# Start of DOCUMENT EXCERPT
I haven’t seen my lovely friend A in several months as she’s been Stateside sampling lobsters and fresh corn on the Maine coast, but thanks to the power of the Internet, she has managed to give me a truly fantastic gift in the shape of this recipe for broccoli slaw from Smitten Kitchen…

Fresh and simple, it re-invented the wheel somewhat for me in how I eat my favourite vegetable. I could eat broccoli with everything including breakfast, but I had never thought to try it raw until now. And it is revolutionary. It tastes fresher, less boarding house brassica in after taste and is addictively crunchy in texture. And of course, if you’re feeling lazy, it makes it even easier to get your 5 a day than getting the steamer out and playing the waiting game.
# End of DOCUMENT EXCERPT
- **EXERCISE PROMPT**
In the broccoli slaw passage above, please name the source of the recipe that A shared.
# Start of LISTED ENTRIES
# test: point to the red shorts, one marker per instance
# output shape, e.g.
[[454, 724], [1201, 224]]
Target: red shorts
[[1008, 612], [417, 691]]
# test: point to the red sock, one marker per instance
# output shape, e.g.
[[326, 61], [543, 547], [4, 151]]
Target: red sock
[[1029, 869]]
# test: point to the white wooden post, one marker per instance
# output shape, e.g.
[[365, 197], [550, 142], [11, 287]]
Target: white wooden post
# End of LISTED ENTRIES
- **CORRECT RESULT**
Smitten Kitchen